> Texte du document:
"""

Le méthotrexate par rapport au mycophénolate

Nous avons pu combiner deux études dans une méta-analyse comparant le méthotrexate au mycophénolate mofétil. Le méthotrexate entraîne probablement une légère augmentation de la proportion de participants parvenant à contrôler l'inflammation, y compris un contrôle épargneur de corticoïdes, à six mois, par rapport au mycophénolate (RR 1,23, IC à 95 % 1,01 à 1,50 ; 2 études, 261 participants ; données probantes d’un niveau de confiance modéré). Le changement de la MAVC a été rapporté pour chaque œil et les traitements modifient probablement peu ou pas la vue (DM 0,01 logMAR plus élevé [pire] pour le méthotrexate par rapport au mycophénolate ; 2 études, 490 yeux ; données probantes d’un niveau de confiance modéré). Il n’y avait pas de données disponibles pour la proportion de participants ayant obtenu une amélioration de 2 lignes de leur acuité visuelle. Les données probantes sont très incertaines concernant la proportion de participants ayant un œdème maculaire confirmé, entre le méthotrexate et le mycophénolate (RR 0,49, IC à 95 % 0,19 à 1,30 ; 2 études, 35 yeux ; niveau de confiance très faible). Par rapport au mycophénolate, le méthotrexate pourrait entraîner peu ou pas de différence dans la proportion de participants nécessitant un arrêt du médicament (RR 0,99, IC à 95 % 0,43 à 2,27 ; 2 études, 296 participants ; données probantes d’un niveau de confiance faible).

Les corticoïdes avec ou sans azathioprine par rapport à la cyclosporine A

Quatre études ont comparé les corticoïdes avec ou sans azathioprine (corticoïdes oraux, corticoïdes intraveineux [IV] ou azathioprine) à la cyclosporine A. Nous avons exclu deux études de la méta-analyse car les participants étaient traités avec 8 mg à 15 mg/kg/jour de cyclosporine A, une dose significativement plus élevée que celle utilisée aujourd'hui en raison de préoccupations concernant la néphrotoxicité.

"""

Entrées de données enregistrées:
"""

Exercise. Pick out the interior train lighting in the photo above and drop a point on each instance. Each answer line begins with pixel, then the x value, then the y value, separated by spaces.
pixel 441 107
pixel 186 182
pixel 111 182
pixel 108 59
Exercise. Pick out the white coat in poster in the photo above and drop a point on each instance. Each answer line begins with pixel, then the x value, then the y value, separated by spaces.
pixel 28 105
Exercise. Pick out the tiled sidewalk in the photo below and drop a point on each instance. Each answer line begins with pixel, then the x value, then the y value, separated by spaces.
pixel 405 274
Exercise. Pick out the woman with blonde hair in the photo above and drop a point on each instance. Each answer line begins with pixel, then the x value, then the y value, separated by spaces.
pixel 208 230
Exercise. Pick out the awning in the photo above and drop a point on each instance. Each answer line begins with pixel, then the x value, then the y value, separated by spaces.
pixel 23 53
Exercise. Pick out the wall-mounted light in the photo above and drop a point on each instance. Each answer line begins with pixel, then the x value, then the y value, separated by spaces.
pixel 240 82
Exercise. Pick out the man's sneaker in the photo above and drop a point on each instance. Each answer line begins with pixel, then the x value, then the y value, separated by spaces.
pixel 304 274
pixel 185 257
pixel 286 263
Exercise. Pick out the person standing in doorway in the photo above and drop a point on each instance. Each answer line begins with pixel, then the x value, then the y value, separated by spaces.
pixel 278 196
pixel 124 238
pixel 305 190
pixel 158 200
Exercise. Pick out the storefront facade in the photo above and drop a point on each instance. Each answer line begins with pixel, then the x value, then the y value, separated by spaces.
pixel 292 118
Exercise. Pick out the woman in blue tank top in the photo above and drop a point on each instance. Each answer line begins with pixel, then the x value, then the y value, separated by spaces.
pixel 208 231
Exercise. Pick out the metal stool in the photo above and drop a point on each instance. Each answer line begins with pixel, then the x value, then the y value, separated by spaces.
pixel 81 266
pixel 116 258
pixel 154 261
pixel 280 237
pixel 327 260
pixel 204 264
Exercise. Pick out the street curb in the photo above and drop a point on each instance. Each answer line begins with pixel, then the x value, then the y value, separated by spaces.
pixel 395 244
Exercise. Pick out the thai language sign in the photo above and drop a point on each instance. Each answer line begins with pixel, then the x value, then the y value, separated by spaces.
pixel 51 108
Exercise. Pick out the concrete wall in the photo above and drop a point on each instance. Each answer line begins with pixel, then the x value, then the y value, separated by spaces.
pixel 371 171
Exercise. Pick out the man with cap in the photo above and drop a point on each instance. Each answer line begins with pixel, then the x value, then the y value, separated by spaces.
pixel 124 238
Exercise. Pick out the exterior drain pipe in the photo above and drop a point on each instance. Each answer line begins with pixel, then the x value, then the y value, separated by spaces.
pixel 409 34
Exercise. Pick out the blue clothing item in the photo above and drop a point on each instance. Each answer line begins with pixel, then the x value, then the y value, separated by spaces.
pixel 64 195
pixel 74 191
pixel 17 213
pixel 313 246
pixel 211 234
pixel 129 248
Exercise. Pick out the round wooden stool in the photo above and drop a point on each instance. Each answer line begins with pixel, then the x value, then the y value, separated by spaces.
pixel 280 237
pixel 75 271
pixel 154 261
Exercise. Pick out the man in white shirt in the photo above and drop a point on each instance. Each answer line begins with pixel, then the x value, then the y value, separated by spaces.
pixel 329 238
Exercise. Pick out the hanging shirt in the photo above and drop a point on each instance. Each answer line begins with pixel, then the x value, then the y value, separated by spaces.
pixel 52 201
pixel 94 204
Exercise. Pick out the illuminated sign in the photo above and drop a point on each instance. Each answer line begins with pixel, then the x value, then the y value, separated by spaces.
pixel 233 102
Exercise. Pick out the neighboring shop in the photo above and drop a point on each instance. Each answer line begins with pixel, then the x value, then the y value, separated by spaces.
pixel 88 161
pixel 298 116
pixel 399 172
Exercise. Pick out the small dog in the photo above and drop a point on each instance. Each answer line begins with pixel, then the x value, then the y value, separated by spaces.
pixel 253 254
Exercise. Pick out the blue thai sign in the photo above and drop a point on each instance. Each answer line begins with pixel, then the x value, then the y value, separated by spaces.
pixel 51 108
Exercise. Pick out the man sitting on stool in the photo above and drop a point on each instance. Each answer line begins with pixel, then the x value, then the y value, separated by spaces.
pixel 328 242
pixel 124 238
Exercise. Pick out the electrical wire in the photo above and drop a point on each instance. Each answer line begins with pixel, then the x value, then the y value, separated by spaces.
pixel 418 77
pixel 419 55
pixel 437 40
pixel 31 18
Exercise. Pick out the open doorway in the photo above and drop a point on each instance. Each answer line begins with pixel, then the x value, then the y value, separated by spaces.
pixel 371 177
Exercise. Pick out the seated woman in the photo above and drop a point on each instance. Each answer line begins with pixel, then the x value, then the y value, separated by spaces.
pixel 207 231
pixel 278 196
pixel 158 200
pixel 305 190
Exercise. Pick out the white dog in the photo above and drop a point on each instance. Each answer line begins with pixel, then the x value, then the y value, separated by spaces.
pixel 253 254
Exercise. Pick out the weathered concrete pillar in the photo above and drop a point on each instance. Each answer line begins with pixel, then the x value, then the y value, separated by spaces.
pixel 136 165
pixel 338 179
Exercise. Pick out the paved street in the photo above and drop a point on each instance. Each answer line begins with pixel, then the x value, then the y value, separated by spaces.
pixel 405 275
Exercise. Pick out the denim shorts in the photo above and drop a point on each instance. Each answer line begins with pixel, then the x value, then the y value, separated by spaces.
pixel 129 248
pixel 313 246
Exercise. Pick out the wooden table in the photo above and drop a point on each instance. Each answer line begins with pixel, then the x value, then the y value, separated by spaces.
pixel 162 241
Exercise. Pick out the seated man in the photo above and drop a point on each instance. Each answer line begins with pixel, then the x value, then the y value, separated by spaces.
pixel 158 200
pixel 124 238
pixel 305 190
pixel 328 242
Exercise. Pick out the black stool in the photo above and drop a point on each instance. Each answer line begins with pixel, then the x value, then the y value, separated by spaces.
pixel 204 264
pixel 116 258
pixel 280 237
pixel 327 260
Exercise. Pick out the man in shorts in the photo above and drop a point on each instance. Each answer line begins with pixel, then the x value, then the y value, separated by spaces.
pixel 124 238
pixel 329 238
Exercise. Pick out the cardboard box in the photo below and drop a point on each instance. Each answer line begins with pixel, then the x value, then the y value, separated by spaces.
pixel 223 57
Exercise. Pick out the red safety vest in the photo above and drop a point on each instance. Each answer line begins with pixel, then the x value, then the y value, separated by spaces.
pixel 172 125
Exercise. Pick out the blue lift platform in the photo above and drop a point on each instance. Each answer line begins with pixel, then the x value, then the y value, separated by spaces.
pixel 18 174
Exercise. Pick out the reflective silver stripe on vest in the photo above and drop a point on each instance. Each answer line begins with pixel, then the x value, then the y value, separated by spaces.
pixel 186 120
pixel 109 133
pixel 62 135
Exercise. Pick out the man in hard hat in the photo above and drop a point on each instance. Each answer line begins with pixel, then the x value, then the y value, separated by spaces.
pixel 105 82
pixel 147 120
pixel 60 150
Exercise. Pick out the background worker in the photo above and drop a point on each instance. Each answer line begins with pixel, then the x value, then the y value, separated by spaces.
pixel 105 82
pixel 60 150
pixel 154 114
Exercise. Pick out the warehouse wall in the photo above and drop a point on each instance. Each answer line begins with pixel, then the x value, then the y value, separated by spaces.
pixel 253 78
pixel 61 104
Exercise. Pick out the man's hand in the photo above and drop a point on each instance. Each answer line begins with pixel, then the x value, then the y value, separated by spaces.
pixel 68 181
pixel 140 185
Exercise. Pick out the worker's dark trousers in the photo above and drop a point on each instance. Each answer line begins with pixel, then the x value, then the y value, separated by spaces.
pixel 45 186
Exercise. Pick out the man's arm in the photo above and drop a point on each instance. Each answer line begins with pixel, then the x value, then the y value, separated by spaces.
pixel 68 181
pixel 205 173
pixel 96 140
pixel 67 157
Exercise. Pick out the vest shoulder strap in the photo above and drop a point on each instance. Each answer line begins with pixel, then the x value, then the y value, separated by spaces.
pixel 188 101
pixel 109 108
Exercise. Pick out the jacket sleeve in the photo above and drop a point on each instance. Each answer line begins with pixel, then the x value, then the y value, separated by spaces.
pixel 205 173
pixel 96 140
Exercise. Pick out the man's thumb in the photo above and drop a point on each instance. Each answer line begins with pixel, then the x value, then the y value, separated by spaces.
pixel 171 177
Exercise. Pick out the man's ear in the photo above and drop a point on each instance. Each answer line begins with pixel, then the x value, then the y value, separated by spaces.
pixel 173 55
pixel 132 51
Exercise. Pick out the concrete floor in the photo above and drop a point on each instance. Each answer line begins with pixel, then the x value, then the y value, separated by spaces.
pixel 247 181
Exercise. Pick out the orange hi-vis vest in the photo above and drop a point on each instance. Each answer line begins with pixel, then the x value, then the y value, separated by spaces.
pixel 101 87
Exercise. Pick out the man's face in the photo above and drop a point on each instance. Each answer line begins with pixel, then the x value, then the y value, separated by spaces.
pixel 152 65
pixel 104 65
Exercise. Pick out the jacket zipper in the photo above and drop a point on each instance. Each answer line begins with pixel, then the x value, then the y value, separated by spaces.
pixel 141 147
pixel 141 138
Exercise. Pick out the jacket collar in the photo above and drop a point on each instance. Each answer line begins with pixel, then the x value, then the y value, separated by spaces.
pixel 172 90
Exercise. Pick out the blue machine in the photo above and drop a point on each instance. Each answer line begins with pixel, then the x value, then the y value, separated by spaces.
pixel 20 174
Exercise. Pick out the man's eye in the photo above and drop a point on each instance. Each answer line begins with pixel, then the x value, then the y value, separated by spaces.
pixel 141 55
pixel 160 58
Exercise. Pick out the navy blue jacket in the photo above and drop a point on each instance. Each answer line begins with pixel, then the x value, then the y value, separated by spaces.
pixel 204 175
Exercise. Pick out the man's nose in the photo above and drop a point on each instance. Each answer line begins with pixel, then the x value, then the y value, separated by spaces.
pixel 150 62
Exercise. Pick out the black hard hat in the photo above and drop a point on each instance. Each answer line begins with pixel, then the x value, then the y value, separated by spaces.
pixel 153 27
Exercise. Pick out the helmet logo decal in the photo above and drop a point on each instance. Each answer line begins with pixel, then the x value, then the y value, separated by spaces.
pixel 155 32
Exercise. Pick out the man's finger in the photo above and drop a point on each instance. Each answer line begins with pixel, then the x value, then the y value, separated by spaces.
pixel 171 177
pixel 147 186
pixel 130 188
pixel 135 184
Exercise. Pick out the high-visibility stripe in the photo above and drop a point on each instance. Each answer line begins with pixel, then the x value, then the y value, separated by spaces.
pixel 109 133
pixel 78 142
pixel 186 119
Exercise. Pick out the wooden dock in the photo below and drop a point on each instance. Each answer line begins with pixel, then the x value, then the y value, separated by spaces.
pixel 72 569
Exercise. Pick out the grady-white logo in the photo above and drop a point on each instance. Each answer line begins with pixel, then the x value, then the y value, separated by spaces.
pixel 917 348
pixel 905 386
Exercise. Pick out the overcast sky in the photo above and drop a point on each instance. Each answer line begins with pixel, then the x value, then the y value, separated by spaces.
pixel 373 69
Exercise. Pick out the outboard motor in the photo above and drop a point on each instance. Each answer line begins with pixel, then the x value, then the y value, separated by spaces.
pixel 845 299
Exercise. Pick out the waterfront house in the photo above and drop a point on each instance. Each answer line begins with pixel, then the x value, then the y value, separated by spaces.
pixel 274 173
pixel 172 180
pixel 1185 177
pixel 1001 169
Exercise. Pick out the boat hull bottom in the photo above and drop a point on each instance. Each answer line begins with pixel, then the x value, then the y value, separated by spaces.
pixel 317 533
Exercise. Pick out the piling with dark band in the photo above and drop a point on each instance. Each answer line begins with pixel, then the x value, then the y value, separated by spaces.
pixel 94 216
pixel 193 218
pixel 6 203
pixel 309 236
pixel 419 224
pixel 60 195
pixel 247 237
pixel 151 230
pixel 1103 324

"""

> Questions à traiter:
**A)** Modifiez le passage du texte du document qui va de "Les corticoïdes avec ou sans azathioprine par" à "concernant la néphrotoxicité.", inclus, en remplaçant partout "cyclosporine A" par "ciclosporine A".
**B)** D'après le texte du document, pourquoi deux études ont-elles été retirées de la méta-analyse sur les corticoïdes et la cyclosporine A ?
Appuyez-vous seulement sur le texte du document.

> Corrigé:
**A)**
Les corticoïdes avec ou sans azathioprine par rapport à la ciclosporine A

Quatre études ont comparé les corticoïdes avec ou sans azathioprine (corticoïdes oraux, corticoïdes intraveineux [IV] ou azathioprine) à la ciclosporine A. Nous avons exclu deux études de la méta-analyse car les participants étaient traités avec 8 mg à 15 mg/kg/jour de ciclosporine A, une dose significativement plus élevée que celle utilisée aujourd'hui en raison de préoccupations concernant la néphrotoxicité.

**B)** Les participants y recevaient 8 mg à 15 mg/kg/jour de cyclosporine A, une dose nettement plus élevée que celle utilisée aujourd'hui en raison des craintes de néphrotoxicité.